_STATED TASK_: Count the lines below that contain the string "hand", matching case exactly. Reply with the number alone.

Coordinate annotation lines
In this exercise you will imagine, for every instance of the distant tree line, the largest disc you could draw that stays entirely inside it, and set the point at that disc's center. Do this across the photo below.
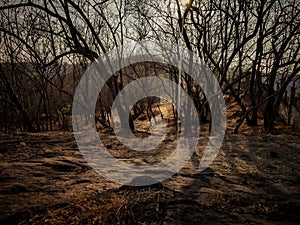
(252, 47)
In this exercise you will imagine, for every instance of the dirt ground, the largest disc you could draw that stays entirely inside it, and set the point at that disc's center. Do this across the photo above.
(255, 179)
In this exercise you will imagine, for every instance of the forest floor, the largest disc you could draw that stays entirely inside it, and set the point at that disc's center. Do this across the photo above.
(255, 179)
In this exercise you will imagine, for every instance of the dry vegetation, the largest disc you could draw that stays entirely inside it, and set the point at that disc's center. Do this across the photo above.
(253, 180)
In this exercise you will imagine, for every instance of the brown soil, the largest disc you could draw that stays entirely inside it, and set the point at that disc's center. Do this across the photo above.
(255, 179)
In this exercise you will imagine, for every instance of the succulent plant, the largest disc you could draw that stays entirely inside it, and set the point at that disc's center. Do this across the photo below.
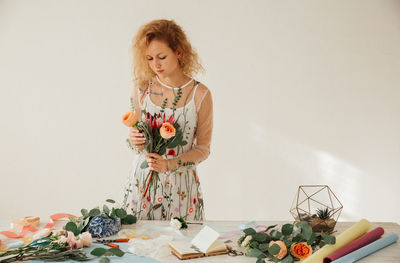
(323, 213)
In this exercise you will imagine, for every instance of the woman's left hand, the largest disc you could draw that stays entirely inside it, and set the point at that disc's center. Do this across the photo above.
(157, 162)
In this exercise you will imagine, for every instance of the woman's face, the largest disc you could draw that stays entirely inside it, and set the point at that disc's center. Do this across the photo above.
(162, 59)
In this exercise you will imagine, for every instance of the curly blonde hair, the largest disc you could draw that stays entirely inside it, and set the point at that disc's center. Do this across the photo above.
(175, 37)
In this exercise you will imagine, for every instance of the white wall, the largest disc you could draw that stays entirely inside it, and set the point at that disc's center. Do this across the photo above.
(305, 92)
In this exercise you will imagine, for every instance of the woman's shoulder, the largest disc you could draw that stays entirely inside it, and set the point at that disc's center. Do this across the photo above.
(202, 89)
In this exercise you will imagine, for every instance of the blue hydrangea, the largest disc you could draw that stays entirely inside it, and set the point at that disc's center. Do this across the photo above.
(104, 226)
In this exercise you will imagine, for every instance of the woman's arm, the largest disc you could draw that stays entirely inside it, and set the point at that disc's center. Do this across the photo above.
(201, 150)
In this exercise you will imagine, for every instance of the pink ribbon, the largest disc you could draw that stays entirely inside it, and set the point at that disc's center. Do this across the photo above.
(30, 228)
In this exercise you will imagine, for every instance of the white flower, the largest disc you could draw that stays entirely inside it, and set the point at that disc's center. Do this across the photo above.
(176, 223)
(42, 233)
(86, 238)
(246, 241)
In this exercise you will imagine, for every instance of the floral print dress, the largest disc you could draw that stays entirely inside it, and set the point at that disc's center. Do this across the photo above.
(178, 192)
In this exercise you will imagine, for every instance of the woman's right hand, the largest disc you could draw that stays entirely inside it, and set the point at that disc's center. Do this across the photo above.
(136, 137)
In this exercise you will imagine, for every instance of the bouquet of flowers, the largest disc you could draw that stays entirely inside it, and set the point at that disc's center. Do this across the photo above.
(161, 133)
(58, 246)
(291, 243)
(100, 223)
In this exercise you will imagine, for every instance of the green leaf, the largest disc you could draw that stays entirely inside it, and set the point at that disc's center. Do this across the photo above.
(84, 212)
(98, 252)
(261, 237)
(144, 165)
(254, 244)
(297, 238)
(276, 234)
(306, 231)
(249, 231)
(312, 238)
(116, 251)
(274, 249)
(121, 213)
(112, 215)
(254, 252)
(331, 240)
(268, 228)
(287, 229)
(287, 242)
(263, 247)
(129, 219)
(94, 212)
(71, 226)
(106, 210)
(287, 259)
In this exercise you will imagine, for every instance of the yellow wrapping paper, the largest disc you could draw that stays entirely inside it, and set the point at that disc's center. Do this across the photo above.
(350, 234)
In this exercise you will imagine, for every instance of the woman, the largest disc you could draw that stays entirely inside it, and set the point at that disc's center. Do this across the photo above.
(164, 65)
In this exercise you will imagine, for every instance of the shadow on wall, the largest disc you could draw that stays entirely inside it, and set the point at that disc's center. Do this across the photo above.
(315, 167)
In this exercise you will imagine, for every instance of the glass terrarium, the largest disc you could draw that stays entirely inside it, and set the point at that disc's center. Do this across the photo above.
(318, 206)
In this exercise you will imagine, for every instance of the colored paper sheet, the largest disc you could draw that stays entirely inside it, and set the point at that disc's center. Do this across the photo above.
(356, 244)
(368, 249)
(350, 234)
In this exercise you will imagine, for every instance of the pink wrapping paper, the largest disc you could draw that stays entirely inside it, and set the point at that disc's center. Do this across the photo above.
(356, 244)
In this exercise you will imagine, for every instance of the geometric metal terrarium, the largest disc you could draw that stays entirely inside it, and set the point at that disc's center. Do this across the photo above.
(318, 206)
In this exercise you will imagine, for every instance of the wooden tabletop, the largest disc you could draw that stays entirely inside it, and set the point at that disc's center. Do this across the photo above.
(389, 254)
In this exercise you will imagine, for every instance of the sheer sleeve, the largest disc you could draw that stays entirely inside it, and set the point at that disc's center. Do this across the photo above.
(201, 146)
(136, 100)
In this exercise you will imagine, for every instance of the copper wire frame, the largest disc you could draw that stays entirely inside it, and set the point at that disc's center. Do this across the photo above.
(334, 211)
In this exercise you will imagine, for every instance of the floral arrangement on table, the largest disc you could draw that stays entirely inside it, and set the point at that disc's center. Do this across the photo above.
(160, 134)
(67, 244)
(60, 245)
(291, 243)
(100, 223)
(180, 223)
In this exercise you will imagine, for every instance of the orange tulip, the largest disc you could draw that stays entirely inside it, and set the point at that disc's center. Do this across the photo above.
(130, 119)
(301, 250)
(167, 130)
(282, 253)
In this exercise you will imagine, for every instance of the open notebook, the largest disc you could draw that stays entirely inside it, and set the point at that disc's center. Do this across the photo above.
(205, 243)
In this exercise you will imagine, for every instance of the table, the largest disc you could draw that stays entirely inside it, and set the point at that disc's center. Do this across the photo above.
(390, 254)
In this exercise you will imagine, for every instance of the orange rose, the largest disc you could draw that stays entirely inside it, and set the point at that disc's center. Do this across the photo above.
(167, 130)
(301, 250)
(130, 119)
(282, 253)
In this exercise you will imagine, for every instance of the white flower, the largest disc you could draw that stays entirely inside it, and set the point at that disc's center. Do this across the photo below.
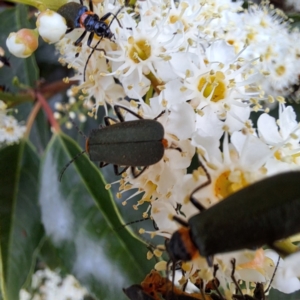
(22, 43)
(51, 26)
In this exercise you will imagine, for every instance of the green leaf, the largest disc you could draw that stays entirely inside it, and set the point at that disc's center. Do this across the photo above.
(80, 217)
(20, 226)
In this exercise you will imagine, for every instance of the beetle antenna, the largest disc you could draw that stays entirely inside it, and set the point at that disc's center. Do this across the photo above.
(132, 222)
(67, 165)
(95, 48)
(273, 275)
(78, 129)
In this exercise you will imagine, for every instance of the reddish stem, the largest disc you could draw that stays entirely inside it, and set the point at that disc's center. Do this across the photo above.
(48, 111)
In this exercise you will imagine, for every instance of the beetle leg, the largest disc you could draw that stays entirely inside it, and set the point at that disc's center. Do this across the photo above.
(197, 204)
(159, 115)
(209, 260)
(180, 221)
(137, 174)
(90, 5)
(107, 120)
(117, 172)
(103, 164)
(215, 281)
(233, 278)
(76, 43)
(192, 199)
(90, 39)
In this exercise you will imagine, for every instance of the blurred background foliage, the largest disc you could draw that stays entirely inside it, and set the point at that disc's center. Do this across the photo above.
(90, 240)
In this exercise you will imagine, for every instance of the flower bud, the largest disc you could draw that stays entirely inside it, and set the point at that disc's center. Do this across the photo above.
(51, 26)
(22, 43)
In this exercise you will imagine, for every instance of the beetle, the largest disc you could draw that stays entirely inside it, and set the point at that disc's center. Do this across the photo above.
(136, 143)
(136, 292)
(259, 214)
(78, 16)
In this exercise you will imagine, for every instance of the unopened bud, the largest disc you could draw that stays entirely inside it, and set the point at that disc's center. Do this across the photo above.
(22, 43)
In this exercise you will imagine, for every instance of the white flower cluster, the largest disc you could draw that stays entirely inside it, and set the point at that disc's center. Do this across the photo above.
(49, 285)
(10, 130)
(208, 64)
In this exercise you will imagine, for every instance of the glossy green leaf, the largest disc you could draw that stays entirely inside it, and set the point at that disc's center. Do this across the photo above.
(20, 225)
(80, 218)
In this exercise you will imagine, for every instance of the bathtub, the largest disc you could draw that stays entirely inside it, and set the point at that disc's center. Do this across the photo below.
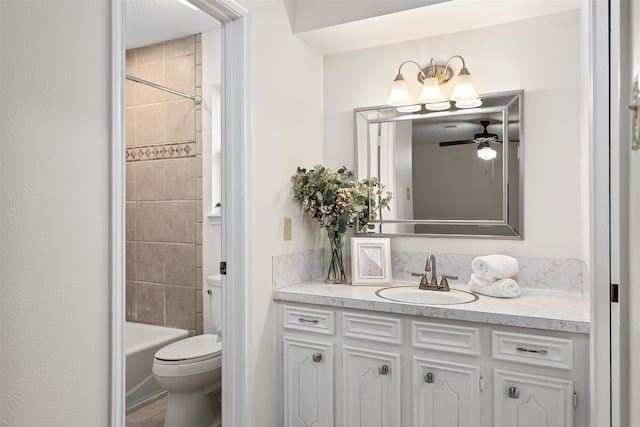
(141, 343)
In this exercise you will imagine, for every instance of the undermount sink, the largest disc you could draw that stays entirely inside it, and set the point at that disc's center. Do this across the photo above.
(413, 295)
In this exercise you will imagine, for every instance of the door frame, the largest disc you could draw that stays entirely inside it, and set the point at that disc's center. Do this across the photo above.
(600, 208)
(236, 369)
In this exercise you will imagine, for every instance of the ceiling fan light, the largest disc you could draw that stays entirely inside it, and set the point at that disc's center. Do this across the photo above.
(399, 95)
(486, 153)
(438, 106)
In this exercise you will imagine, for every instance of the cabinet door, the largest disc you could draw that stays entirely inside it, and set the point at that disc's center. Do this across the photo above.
(445, 394)
(371, 388)
(523, 400)
(308, 383)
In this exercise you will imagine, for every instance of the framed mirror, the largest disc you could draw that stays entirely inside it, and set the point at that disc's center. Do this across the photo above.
(454, 173)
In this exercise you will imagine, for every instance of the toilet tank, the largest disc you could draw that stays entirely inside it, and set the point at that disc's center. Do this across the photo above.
(212, 305)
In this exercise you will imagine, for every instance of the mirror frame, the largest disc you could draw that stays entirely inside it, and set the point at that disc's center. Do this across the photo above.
(506, 228)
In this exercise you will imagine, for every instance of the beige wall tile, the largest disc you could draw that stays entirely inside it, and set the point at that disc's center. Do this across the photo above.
(198, 210)
(198, 52)
(198, 75)
(198, 143)
(198, 233)
(152, 53)
(130, 249)
(199, 121)
(150, 221)
(130, 93)
(130, 180)
(199, 324)
(180, 120)
(180, 308)
(150, 262)
(199, 256)
(199, 279)
(199, 166)
(130, 220)
(130, 61)
(150, 180)
(130, 118)
(150, 125)
(131, 301)
(150, 303)
(154, 73)
(179, 222)
(180, 264)
(199, 307)
(180, 179)
(180, 75)
(198, 188)
(180, 47)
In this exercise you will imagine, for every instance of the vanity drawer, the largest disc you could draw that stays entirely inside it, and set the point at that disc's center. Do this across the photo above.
(447, 338)
(532, 349)
(308, 319)
(372, 328)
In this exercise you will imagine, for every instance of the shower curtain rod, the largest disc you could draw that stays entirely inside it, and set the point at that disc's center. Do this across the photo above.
(197, 99)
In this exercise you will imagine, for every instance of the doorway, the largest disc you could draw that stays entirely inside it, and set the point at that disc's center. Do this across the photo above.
(233, 141)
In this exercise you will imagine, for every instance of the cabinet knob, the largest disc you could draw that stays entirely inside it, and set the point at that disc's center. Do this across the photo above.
(514, 393)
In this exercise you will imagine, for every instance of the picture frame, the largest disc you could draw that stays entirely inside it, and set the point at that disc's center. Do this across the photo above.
(370, 261)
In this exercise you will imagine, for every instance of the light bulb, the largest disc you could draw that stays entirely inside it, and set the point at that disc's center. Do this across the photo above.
(487, 153)
(431, 92)
(399, 95)
(464, 93)
(438, 106)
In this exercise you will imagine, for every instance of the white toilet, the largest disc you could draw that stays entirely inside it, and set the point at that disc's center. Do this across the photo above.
(190, 368)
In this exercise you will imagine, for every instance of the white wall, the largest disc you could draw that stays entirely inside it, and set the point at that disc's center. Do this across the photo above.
(54, 218)
(211, 163)
(546, 64)
(285, 96)
(634, 238)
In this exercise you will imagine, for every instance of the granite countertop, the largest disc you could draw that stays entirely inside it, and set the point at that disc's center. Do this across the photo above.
(540, 309)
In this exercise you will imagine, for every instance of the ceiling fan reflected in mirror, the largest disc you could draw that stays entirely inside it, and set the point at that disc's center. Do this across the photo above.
(484, 140)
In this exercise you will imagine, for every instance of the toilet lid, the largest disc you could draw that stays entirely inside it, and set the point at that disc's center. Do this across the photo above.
(198, 347)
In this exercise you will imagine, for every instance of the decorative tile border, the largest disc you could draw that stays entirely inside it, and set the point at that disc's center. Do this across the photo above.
(162, 151)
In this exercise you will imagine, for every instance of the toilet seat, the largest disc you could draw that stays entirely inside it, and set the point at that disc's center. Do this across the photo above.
(194, 349)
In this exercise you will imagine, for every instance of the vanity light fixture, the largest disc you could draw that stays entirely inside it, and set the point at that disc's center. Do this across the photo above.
(485, 152)
(431, 77)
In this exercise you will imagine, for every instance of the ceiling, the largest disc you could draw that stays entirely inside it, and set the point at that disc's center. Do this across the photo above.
(153, 21)
(433, 20)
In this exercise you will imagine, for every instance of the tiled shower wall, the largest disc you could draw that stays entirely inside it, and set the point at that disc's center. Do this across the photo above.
(164, 186)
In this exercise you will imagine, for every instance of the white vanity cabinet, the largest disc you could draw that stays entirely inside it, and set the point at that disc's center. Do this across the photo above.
(395, 370)
(523, 399)
(370, 387)
(307, 367)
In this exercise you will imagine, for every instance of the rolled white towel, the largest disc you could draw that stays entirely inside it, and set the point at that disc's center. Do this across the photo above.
(479, 281)
(504, 288)
(492, 267)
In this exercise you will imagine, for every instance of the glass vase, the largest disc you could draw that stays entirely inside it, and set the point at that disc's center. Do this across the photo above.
(336, 272)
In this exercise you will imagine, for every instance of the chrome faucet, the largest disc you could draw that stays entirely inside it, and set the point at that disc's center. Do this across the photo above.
(432, 285)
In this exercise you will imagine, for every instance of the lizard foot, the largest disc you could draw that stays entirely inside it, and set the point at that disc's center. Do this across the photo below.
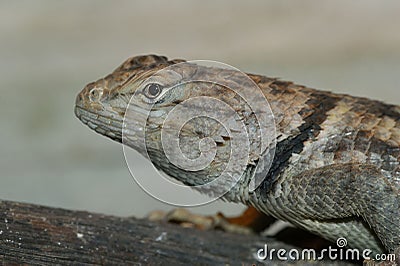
(251, 221)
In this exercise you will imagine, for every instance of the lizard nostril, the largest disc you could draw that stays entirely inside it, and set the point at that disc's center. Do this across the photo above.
(95, 94)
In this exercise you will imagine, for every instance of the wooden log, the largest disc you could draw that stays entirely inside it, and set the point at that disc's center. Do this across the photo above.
(32, 234)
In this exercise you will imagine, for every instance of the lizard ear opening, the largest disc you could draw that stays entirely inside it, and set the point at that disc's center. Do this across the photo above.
(152, 90)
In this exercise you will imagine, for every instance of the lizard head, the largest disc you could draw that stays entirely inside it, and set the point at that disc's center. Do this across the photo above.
(102, 104)
(189, 119)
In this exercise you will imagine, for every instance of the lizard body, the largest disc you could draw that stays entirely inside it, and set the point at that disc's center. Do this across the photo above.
(336, 169)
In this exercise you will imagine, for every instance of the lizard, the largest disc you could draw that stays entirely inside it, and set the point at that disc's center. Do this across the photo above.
(336, 167)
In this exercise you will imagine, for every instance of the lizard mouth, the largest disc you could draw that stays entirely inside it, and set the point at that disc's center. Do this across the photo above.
(102, 124)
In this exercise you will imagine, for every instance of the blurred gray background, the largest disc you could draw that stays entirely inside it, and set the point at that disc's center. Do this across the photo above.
(50, 49)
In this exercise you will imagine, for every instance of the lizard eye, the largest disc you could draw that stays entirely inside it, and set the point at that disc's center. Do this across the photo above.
(152, 90)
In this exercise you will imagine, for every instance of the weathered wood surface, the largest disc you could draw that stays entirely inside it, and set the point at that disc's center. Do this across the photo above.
(32, 234)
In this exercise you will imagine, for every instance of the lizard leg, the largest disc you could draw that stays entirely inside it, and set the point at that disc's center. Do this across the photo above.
(355, 201)
(250, 221)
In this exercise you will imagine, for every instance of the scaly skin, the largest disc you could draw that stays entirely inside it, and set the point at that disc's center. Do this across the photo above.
(336, 170)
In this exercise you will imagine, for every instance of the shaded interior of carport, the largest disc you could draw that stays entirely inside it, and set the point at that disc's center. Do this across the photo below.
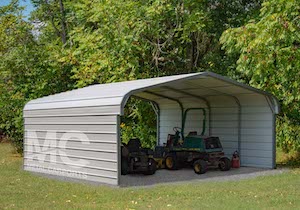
(241, 116)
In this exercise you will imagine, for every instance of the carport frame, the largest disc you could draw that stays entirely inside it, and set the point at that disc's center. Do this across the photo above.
(267, 95)
(109, 100)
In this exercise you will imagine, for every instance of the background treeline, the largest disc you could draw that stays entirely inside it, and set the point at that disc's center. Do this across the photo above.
(67, 44)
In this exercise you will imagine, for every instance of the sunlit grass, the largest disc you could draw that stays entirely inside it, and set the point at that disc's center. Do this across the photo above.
(23, 190)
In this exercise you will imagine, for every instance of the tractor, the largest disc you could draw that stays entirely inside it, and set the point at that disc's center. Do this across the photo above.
(198, 151)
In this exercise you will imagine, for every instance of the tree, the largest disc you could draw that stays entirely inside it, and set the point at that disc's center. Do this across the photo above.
(269, 58)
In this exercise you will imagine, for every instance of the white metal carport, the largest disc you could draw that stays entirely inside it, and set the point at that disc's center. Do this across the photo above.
(77, 133)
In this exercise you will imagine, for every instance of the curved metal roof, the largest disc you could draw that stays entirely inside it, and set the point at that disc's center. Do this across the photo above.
(116, 94)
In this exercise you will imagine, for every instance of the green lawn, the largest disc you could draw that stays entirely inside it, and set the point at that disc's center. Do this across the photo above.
(22, 190)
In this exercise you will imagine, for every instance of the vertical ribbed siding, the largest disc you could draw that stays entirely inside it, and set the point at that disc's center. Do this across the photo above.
(224, 122)
(72, 144)
(257, 132)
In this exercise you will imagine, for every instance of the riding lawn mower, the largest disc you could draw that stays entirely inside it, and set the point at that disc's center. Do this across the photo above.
(198, 151)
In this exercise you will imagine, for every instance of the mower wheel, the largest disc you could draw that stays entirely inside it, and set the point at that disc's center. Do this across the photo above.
(224, 164)
(151, 167)
(200, 166)
(124, 166)
(171, 161)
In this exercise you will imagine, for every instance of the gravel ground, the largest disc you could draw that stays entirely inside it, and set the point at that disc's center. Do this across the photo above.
(188, 175)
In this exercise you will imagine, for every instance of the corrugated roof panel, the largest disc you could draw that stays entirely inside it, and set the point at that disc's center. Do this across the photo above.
(117, 93)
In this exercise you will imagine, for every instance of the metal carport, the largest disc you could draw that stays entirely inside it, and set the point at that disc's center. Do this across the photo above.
(77, 133)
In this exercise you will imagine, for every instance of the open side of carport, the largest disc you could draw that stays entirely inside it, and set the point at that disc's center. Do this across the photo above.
(82, 127)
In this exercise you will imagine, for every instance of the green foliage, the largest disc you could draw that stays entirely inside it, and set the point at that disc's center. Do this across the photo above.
(269, 58)
(28, 70)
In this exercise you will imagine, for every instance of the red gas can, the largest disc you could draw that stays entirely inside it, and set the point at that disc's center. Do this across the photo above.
(235, 160)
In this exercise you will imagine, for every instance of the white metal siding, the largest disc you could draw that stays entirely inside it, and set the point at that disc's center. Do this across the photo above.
(48, 148)
(94, 111)
(224, 122)
(257, 132)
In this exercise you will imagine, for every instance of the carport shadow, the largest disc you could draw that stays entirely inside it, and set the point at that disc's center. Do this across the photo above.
(187, 175)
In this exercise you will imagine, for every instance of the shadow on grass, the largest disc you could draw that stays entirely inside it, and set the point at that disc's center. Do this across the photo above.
(290, 160)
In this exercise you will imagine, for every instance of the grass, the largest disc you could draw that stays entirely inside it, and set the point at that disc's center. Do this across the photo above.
(23, 190)
(291, 159)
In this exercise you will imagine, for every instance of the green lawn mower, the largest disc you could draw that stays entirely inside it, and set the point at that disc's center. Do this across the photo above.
(194, 150)
(135, 159)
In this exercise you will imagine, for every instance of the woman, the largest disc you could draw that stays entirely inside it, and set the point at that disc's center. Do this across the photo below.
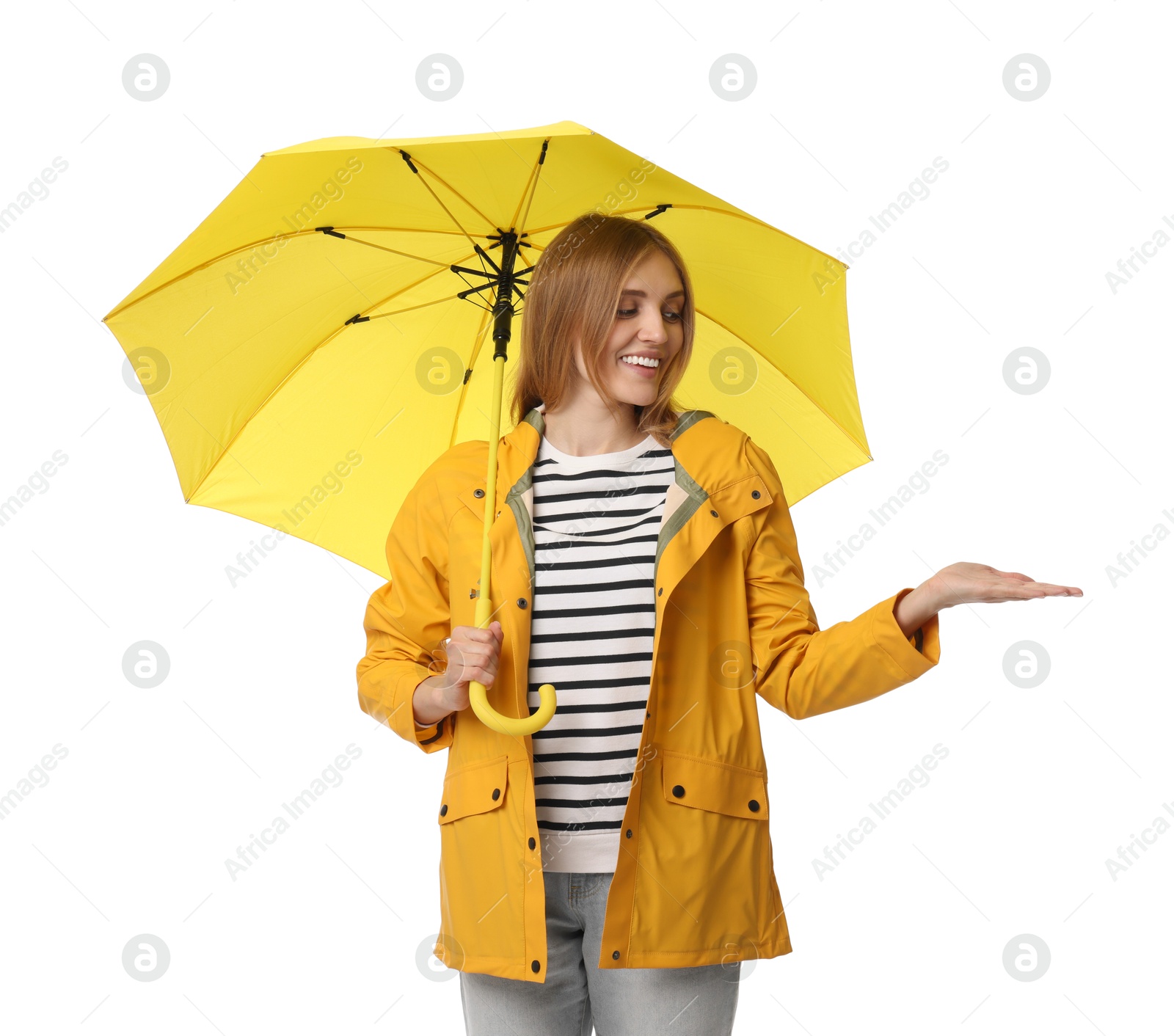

_COMPLETE ANSWER_: 2